__What the exercise asks__: Please copy all of the entries exactly, but drop every picture.

__Materials provided__:
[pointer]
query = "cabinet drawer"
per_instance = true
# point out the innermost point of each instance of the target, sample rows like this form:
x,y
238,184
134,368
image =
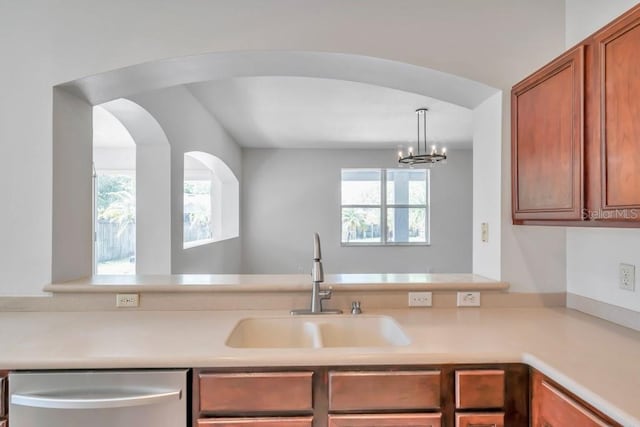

__Exercise solution__:
[pointer]
query = "cabinet drawer"
per_instance = true
# point out the innermost point of each instance of the target, sample rows like this form:
x,y
238,184
134,368
image =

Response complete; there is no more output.